[Task to complete]:
The records below must be output exactly, with no images carried over.

[Information provided Boundary: Start]

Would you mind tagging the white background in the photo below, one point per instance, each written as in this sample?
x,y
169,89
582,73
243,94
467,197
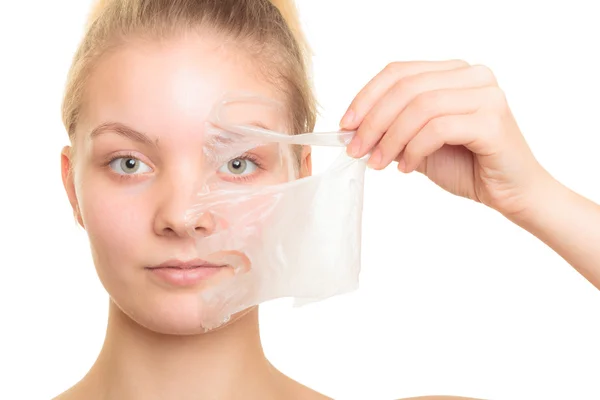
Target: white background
x,y
453,298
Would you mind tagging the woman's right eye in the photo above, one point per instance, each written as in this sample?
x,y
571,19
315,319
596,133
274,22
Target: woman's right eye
x,y
129,166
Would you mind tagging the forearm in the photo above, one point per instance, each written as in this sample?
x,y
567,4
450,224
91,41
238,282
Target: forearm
x,y
569,224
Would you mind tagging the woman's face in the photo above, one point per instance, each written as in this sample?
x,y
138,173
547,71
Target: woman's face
x,y
139,163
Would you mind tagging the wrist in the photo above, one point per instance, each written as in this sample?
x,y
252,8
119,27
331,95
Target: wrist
x,y
542,199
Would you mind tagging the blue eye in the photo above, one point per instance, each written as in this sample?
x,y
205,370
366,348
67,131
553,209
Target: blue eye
x,y
239,166
128,166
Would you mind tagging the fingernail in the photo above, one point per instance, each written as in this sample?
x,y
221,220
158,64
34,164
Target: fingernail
x,y
375,158
354,147
347,119
402,165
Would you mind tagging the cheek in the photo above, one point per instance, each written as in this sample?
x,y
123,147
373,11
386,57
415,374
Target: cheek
x,y
116,222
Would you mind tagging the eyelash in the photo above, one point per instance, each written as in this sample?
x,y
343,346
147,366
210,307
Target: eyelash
x,y
125,177
122,177
252,158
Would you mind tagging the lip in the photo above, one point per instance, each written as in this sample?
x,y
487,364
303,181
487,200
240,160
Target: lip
x,y
185,273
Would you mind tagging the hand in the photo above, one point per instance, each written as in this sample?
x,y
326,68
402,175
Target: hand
x,y
450,121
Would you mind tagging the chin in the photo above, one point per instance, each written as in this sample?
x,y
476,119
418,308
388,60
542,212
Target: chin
x,y
176,313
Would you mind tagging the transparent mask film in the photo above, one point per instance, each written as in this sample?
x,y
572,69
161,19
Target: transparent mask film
x,y
274,228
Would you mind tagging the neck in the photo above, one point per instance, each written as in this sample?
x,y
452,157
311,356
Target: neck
x,y
229,363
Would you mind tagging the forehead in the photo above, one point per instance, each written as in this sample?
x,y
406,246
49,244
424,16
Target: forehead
x,y
169,85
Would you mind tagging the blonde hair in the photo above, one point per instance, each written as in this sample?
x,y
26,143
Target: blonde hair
x,y
269,30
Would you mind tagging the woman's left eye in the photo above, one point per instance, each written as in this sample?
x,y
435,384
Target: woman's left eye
x,y
129,166
239,166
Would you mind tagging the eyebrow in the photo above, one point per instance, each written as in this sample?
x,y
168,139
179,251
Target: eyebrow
x,y
123,130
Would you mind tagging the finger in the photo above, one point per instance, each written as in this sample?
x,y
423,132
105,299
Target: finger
x,y
445,130
378,119
385,79
419,112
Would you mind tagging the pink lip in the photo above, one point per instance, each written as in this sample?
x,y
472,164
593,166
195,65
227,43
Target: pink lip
x,y
188,273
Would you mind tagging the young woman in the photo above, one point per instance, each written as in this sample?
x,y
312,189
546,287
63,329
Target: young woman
x,y
141,87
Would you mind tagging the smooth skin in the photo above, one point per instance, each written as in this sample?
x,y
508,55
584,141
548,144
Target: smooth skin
x,y
451,122
447,120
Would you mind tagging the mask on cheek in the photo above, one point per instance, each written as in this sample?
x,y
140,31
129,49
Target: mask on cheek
x,y
280,234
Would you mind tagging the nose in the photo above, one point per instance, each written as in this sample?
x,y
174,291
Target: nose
x,y
177,218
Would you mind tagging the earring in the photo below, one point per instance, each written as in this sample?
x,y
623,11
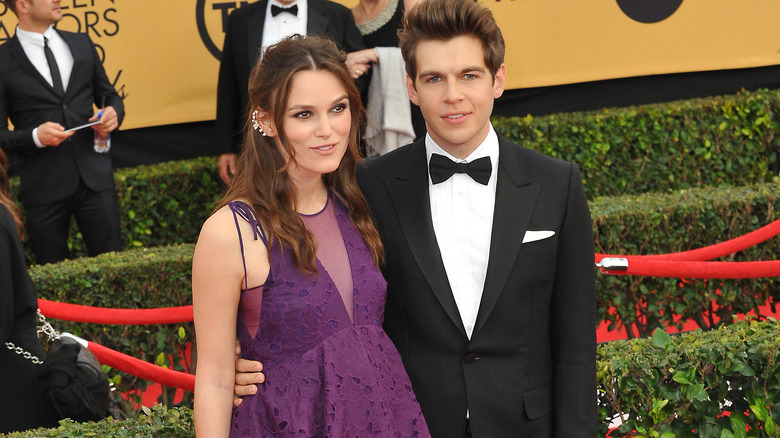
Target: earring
x,y
256,123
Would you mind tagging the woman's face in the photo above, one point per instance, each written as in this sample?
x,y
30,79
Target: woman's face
x,y
317,122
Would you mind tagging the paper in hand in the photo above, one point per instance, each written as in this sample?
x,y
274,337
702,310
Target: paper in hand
x,y
86,125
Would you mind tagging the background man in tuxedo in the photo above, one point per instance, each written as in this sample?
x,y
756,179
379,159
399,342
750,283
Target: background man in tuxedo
x,y
491,291
252,28
49,80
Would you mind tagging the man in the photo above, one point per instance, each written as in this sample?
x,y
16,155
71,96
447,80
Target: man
x,y
249,30
49,80
491,290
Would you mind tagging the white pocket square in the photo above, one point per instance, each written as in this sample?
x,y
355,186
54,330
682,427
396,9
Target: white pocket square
x,y
533,236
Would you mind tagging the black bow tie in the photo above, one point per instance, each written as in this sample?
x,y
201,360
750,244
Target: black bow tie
x,y
276,10
442,168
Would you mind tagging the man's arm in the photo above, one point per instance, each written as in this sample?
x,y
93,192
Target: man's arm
x,y
228,121
573,320
18,140
104,93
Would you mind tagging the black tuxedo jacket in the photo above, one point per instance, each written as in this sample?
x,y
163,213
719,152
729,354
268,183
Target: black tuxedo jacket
x,y
51,174
529,369
241,49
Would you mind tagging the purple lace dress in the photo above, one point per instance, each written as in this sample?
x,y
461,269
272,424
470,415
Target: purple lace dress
x,y
330,368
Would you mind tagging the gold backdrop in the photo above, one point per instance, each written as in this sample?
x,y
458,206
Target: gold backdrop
x,y
162,54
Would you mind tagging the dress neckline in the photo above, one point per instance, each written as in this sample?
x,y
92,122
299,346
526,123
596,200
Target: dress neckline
x,y
327,202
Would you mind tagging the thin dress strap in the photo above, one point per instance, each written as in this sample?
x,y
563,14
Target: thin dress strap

[Information provided Boundary: End]

[Solution to this problem]:
Would you mind tagging the white background in the photo below, one point per instance, each written as in this sample?
x,y
169,89
582,73
243,94
467,197
Target: white background
x,y
453,298
Would you mind tagging the woman's right eye in the photo above, one point per instance, each written as in this sample?
x,y
571,19
315,319
596,133
274,22
Target: woman's right eye
x,y
129,166
Would you mind tagging the forearm in the photo above, one point per instance, each written as in this sample?
x,y
567,4
450,224
91,41
238,282
Target: forearm
x,y
569,224
Would you mind tagging the woman's face in the photo above, one point per instance, each written as in this sample?
x,y
138,173
547,71
Target: woman's face
x,y
139,163
Would you mind tagging the wrist in the photo above, one point per instance, each written as in this sample?
x,y
252,8
119,27
331,95
Target: wrist
x,y
542,199
Would you mind tagging the blue eye in the photo above, one point per instance, each written as in this sample?
x,y
205,370
366,348
67,131
553,209
Target: blue eye
x,y
239,166
128,166
Would you mind tagging the fingernail in the photo above, one point per instance, each written as in this sample?
x,y
221,220
158,64
34,164
Target: fingernail
x,y
375,158
354,147
347,119
402,165
Would you mind tagging the cheek in the photo above, one point per instance, each written as in this sample?
x,y
123,147
373,11
386,57
415,374
Target: cheek
x,y
116,222
Would you mind tagging the eyelash in the photo above, one point per instance, each written as in this sample?
x,y
343,346
147,366
210,307
Target: eyelash
x,y
125,177
122,177
252,158
Would you mind tagging the lip in the photo above, one point per instance, each written as in this sample?
x,y
487,364
303,181
487,200
240,160
Target: lip
x,y
185,273
Would you mind tagging the hand in the photo above, one point per instance, each written as in this sample?
x,y
326,68
402,175
Target: hand
x,y
450,121
Would you mind tagging the chin in the photo above, one point per instance, each written as in this sample?
x,y
476,119
418,308
388,60
542,212
Target: chin
x,y
176,313
Would you mind tagging the transparent mask film in the photo above, one point per instance, each written as in this sample?
x,y
572,69
161,19
Target: transparent mask film
x,y
274,228
Would you mind tagging the neck in the photo above, one point per instance, each written as in this sample?
x,y
452,157
311,356
Target: neck
x,y
229,363
Would you mind tagging the forehead in the photo above, one point per instance, each written as in this sample?
x,y
406,246
49,244
424,16
Target: forehead
x,y
169,85
Would you mind tagging the blonde hair in the photo above, one point per instance, each written as in this sample?
x,y
26,143
Target: blonde hair
x,y
269,30
Would you mind tagging the woman's left eye in the photo above, one point per instance, each written as in this sample?
x,y
435,384
Target: woman's left eye
x,y
129,166
239,166
Would you mind tagging the eyebrow in the photo above, one point per instance, each written as in this sample?
x,y
168,139
179,251
Target: eyebrow
x,y
123,130
Would you mind tagging the finger in the photo above, one point per instance, each written as in this sample?
x,y
423,132
105,299
Target: finger
x,y
445,130
378,119
385,79
419,112
Would you mind tagging the pink lip in the photo above, one point per instance, each written as in this sample?
x,y
472,164
593,166
195,65
227,43
Target: pink lip
x,y
188,273
Would you mind tagging the young woman in the photo above, one point per instance, each written as in this sample?
x,y
312,189
546,287
63,329
Target: young woman
x,y
141,87
Would you mind tagging the smooth skin in the photo above, one point per instance, each written as in this sample?
x,y
508,55
584,141
548,144
Target: smooth skin
x,y
451,122
447,120
Would you mind tagging the mask on cheek in the photo above, one point per instance, each written as in this sample?
x,y
140,31
129,49
Target: mask on cheek
x,y
280,234
Would you mind tagging the nose in the photo above, one point per instance, each written as in this sample?
x,y
174,291
Target: nose
x,y
177,218
Would you mind tagging the earring in the photo below, one point per instance, each written as in this sample?
x,y
623,11
Target: earring
x,y
256,123
Would you mind tagging the woman's face in the photo above, one point per instance, each written as in this sample?
x,y
30,79
Target: woman's face
x,y
317,122
Would you mind tagging the paper in hand in the photo above, one point per instance, each written as in this sample?
x,y
274,337
702,310
Target: paper in hand
x,y
86,125
Would you mind tagging the background man in tuxedo in the photo above, one point per instance, each written as in this sample?
x,y
756,179
379,159
399,342
750,283
Target: background man in tuxedo
x,y
491,291
252,28
49,80
Would you mind tagging the man in the photo above, one point per instance, each written as in this sample?
x,y
16,155
71,96
447,80
Target: man
x,y
249,30
49,80
491,290
Would you mind tagging the white pocket square in the photo above, one point per instance, each written as in this sample?
x,y
355,186
54,330
682,427
396,9
Target: white pocket square
x,y
533,236
Would you mind tagging the black bow tie in the photo above, one point per instance, each written as in this sample?
x,y
201,360
750,244
Target: black bow tie
x,y
276,10
442,168
Would you mind tagging the man's arm in the photo above, one point per instance, each written as in this sample?
x,y
93,192
Target: man's arm
x,y
228,121
573,320
18,140
104,93
Would you mind tagging the black tuxedo jacket in the photo above, one point per instance, each written as in this sample?
x,y
163,213
719,152
729,354
268,183
Target: black tuxedo jacket
x,y
51,174
529,369
241,49
Would you mind tagging the purple lace dress in the photo above, one point per instance, each written as in this sample?
x,y
461,269
272,424
470,415
Target: purple lace dress
x,y
330,368
Would you mind tagging the gold backdrop in the photo above, one point per instance, each written as in this sample?
x,y
458,206
Target: gold backdrop
x,y
162,54
Would you mind tagging the dress neckline in the photo above, one point per instance, each written as in this sample?
x,y
92,122
299,346
526,123
596,200
Target: dress neckline
x,y
327,202
Would you mind tagging the thin dress strap in the photo above, one point per instance, each written as in this sample?
x,y
563,14
Target: thin dress strap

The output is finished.